→ **POLECENIE 1**
Odpowiedz krótko na pytania do tekstu o nowym przewodniczącym Rady Miasta, a odpowiedzi oznacz tak samo.
(a) Wobec kogo Rada Miejska pełni funkcje kontrolne?
(b) Kto wcześniej w tej kadencji był przewodniczącym Rady Miasta?
(c) Ile osób wzięło udział w debacie oświatowej?
→ **POLECENIE 2**
Poprowadź dalej tekst o nowym przewodniczącym Rady Miasta od miejsca, w którym się kończy.

→ **PODANY FRAGMENT**
—————

- Rada Miejska jest organem stanowiącym miejscowe prawo. Pełni też funkcje kontrolne wobec organu wykonawczego jakim jest Prezydent Miasta i jego służby. W ramach tej funkcji Rada stoi na straży podmiotowego traktowania mieszkańców przez Władze Miasta i nie chodzi tu tylko o sposób załatwiania spraw klientów - zaznaczył Marek Pruszak, gdy podczas listopadowej sesji RM objął stanowisko przewodniczącego Rady.
Rozpoczęcie nowego roku składnia do refleksji i podsumowań. Powróćmy zatem do deklaracji i spostrzeżeń, jakie pod koniec listopada wypowiadał świeżo wybrany przewodniczący Rady Miasta, Marek Pruszak. Przypomnijmy, że w tej kadencji funkcję tę do tej pory pełnił Jerzy Wilk, który w październikowych wyborach parlamentarnych zdobył mandat posła.
Marek Pruszak podczas swojego wystąpienia powrócił do debaty oświatowej zorganizowanej 17 listopada ub. r., która wywołała wiele emocji wśród elblążan. - Głównym celem debaty było wysłuchanie postulatów przedstawicieli szkół i placówek oświatowych, które miały być poddane reorganizacji. W debacie wzięło udział około 200 osób. A jej efekt to zmiana stylu prowadzenia konsultacji i wycofanie się przez służby Prezydenta z pewnych pomysłów - przypominał.

—————

→ **POKAZANY MATERIAŁ**

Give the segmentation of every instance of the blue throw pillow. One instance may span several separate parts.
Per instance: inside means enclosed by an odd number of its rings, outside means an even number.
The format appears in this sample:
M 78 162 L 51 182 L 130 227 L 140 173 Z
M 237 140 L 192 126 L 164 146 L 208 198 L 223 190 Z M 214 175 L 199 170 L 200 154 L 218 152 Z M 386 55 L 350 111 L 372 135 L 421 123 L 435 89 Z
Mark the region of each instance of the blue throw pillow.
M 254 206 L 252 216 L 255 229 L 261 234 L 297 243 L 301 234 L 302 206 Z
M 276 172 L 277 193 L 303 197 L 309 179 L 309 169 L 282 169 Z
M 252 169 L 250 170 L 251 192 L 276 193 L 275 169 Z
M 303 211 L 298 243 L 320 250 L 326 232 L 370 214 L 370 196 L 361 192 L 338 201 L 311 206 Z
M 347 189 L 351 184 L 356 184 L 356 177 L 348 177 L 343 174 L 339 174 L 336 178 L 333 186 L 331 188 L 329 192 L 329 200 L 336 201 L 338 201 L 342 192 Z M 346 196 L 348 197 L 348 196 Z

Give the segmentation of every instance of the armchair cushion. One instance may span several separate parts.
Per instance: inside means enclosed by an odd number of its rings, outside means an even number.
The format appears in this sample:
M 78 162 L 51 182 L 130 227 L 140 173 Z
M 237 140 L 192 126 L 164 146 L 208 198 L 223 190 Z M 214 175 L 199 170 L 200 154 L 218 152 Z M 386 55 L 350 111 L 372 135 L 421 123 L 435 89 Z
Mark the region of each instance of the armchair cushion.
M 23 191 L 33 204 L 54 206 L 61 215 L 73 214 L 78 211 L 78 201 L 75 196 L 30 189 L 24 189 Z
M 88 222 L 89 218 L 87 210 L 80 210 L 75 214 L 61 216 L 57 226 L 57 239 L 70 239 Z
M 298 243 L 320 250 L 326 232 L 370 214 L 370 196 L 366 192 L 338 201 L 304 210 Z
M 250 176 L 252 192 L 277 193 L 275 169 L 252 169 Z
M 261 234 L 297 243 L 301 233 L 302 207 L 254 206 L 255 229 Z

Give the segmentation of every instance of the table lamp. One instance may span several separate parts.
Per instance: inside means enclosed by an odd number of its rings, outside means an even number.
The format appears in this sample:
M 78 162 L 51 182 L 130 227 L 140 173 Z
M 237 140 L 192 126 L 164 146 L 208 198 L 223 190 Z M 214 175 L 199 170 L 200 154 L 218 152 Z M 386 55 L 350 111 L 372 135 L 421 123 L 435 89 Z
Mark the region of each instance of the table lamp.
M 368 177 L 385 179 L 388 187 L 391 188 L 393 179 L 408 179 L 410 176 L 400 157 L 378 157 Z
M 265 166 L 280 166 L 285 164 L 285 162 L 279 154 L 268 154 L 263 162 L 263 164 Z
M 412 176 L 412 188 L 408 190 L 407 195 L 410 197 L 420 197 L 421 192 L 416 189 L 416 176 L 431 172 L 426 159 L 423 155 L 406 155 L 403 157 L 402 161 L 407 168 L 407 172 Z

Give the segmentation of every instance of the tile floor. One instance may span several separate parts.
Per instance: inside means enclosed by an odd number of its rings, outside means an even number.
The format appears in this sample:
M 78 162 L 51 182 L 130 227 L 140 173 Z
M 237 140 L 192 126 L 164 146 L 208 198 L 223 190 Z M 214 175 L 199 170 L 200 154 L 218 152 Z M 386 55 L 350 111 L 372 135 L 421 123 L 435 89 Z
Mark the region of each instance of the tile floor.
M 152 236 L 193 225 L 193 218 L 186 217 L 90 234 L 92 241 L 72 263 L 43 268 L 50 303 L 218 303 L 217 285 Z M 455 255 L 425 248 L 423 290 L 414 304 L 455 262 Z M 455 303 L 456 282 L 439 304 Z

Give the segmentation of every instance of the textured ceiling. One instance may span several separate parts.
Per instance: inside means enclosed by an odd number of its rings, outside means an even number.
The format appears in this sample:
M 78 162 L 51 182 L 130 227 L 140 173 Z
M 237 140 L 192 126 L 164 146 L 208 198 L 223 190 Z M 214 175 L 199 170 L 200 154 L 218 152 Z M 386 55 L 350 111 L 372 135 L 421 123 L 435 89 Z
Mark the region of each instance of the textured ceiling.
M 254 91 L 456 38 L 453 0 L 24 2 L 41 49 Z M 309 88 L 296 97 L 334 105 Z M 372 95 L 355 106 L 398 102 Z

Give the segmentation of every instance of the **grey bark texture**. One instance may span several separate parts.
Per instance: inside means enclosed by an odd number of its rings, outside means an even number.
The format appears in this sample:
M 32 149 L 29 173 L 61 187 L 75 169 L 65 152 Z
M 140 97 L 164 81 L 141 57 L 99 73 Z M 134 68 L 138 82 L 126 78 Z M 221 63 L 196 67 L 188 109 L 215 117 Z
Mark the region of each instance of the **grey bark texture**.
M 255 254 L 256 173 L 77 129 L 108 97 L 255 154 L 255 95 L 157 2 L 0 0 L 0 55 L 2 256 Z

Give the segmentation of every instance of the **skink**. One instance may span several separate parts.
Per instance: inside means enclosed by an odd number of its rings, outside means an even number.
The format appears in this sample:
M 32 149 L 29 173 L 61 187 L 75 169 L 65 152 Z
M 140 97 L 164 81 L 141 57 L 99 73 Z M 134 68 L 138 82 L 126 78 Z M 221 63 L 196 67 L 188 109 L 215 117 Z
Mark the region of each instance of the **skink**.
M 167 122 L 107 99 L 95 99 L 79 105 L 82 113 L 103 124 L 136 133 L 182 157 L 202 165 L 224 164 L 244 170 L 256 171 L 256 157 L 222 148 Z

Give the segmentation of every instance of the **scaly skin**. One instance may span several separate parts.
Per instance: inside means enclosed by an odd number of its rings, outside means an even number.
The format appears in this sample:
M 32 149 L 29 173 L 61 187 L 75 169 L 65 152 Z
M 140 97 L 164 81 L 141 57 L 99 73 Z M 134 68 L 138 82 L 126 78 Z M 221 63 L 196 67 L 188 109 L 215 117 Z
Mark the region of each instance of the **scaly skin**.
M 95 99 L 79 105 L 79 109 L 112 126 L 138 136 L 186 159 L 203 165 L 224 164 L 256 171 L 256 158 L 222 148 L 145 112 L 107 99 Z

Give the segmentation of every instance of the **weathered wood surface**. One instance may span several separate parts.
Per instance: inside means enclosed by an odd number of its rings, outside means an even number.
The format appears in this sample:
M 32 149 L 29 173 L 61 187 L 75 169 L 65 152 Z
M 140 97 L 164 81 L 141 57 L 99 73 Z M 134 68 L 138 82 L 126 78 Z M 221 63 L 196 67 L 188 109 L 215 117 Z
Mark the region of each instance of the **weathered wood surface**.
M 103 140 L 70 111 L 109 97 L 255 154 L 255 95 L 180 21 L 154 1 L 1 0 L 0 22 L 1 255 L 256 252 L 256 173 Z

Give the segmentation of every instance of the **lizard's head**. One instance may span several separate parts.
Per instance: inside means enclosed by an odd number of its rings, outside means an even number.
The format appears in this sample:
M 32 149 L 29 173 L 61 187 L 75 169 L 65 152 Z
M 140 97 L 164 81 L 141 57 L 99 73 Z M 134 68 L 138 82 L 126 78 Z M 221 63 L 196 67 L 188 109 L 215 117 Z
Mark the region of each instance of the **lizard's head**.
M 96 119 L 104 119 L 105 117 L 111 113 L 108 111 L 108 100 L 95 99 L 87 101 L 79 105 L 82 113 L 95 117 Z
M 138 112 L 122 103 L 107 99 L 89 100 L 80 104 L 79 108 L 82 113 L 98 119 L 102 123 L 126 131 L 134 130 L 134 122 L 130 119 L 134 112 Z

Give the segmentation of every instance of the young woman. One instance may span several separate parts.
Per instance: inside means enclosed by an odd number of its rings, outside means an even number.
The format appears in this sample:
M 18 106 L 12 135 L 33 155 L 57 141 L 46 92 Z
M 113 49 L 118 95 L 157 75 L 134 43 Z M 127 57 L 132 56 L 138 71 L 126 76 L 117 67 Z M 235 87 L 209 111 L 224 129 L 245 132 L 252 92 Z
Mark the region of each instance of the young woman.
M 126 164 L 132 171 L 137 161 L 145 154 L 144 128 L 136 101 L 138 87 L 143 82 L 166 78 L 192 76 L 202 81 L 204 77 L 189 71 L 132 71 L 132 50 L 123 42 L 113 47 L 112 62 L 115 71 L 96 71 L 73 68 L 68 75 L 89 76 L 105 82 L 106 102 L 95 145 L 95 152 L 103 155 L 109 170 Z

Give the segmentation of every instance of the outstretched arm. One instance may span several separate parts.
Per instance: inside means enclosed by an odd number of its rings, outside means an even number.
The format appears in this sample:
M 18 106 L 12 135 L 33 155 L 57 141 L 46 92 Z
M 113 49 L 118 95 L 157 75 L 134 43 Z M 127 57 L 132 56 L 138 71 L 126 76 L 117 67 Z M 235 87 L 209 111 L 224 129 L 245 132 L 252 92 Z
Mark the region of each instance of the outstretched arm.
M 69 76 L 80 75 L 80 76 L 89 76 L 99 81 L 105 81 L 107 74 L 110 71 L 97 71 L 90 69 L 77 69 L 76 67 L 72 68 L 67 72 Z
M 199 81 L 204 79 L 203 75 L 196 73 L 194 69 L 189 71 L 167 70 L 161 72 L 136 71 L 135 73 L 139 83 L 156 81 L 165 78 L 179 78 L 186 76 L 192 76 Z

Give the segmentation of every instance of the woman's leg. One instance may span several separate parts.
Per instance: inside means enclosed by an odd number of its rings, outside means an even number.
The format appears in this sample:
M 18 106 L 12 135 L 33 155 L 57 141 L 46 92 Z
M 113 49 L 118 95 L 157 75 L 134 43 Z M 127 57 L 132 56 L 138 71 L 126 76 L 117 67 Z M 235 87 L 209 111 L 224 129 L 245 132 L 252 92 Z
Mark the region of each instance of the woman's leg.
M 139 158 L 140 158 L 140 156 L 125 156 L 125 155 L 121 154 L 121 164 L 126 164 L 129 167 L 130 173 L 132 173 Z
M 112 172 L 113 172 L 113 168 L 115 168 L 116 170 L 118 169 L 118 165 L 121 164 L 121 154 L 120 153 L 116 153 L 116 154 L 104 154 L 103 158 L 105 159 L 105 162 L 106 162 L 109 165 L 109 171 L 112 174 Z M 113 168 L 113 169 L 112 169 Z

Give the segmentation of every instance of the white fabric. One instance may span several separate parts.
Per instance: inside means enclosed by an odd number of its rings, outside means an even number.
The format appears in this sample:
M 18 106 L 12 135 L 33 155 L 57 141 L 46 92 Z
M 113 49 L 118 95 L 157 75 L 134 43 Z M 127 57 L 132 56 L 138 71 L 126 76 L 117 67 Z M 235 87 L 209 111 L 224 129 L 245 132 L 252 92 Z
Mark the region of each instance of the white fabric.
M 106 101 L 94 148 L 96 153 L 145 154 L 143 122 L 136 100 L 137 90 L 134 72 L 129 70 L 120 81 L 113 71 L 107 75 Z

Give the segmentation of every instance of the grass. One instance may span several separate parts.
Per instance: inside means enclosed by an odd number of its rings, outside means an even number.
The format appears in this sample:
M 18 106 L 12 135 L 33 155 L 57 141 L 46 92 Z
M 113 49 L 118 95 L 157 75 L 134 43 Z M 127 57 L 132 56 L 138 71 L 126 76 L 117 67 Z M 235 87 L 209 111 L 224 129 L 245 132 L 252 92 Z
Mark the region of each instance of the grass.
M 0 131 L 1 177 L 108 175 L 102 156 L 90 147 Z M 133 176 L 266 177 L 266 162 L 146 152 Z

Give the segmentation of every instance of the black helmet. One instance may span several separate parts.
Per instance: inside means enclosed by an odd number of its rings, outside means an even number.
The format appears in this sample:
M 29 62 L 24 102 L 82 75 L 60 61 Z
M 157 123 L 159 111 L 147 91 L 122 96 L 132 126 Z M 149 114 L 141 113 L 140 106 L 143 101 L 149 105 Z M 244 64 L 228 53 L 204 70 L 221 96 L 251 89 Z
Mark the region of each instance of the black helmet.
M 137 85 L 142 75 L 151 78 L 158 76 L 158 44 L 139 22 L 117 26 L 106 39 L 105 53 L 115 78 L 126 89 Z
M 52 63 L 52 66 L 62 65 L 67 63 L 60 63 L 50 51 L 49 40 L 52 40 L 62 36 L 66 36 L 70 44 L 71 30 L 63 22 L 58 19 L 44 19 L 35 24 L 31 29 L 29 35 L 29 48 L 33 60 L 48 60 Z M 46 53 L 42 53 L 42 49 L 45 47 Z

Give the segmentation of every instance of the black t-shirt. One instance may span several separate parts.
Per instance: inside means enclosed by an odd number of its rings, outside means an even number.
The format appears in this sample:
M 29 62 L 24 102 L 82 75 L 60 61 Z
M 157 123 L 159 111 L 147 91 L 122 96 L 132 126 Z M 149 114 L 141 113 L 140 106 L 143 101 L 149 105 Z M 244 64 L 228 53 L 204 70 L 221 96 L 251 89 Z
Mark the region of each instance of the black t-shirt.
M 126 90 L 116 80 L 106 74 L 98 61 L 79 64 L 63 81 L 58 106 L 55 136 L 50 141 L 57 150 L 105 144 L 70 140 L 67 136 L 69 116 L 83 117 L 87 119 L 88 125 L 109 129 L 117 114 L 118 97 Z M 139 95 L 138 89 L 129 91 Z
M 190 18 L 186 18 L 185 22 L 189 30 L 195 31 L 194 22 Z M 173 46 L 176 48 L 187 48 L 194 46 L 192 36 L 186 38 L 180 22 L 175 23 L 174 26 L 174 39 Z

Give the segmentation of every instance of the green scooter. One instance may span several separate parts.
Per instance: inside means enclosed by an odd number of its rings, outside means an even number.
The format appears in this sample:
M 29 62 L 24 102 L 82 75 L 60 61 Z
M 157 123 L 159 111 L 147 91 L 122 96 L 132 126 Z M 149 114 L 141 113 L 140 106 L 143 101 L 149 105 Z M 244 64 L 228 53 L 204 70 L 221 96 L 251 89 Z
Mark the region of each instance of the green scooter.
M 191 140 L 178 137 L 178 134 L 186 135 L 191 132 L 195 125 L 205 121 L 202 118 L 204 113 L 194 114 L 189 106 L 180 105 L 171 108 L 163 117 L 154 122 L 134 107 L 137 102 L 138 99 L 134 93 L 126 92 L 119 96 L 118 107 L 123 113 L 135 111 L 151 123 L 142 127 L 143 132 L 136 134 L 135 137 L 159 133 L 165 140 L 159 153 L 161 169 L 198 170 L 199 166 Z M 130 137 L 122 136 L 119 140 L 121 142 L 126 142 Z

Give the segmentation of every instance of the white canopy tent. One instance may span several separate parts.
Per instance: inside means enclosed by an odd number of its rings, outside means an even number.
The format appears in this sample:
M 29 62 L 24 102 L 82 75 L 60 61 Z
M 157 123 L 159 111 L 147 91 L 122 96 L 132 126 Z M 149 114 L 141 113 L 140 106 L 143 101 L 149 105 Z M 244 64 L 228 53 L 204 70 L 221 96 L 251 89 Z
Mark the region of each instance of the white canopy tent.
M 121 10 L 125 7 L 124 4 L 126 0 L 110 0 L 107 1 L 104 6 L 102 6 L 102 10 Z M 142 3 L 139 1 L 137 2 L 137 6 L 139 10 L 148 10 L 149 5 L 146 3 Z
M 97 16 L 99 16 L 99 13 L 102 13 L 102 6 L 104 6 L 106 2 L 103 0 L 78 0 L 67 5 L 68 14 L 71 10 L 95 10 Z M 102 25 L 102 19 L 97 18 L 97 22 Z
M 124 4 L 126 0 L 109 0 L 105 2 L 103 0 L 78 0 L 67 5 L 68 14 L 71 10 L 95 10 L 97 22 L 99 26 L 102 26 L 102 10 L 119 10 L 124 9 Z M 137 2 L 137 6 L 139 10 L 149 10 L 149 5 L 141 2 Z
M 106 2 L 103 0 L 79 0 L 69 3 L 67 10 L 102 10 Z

—————

→ **ODPOWIEDŹ PISEMNA 1**
(a) Wobec Prezydenta Miasta i jego służb.
(b) Jerzy Wilk.
(c) Około 200 osób.

→ **ODPOWIEDŹ PISEMNA 2**
Niestety nowo powołany przewodniczący krytycznie podsumował dotychczasową pracę władz miasta.
W opinii pracowników niektórych jednostek, przedstawicieli firm i organizacji, mimo powołania trzech wiceprezydentów i sekretarza, dostępność i decyzyjność władz jest niewystarczająca. Można usłyszeć o instrumentalnym narzucaniu rozwiązań, wywieraniu presji, wydawaniu niektórym osobom zakazu kontaktowania się z radnymi, z mediami lub instruowanie, jak mają się zachowywać. Takie praktyki są niedopuszczalne i myślę, że zostaną wyeliminowane
- zaznaczył Marek Pruszak.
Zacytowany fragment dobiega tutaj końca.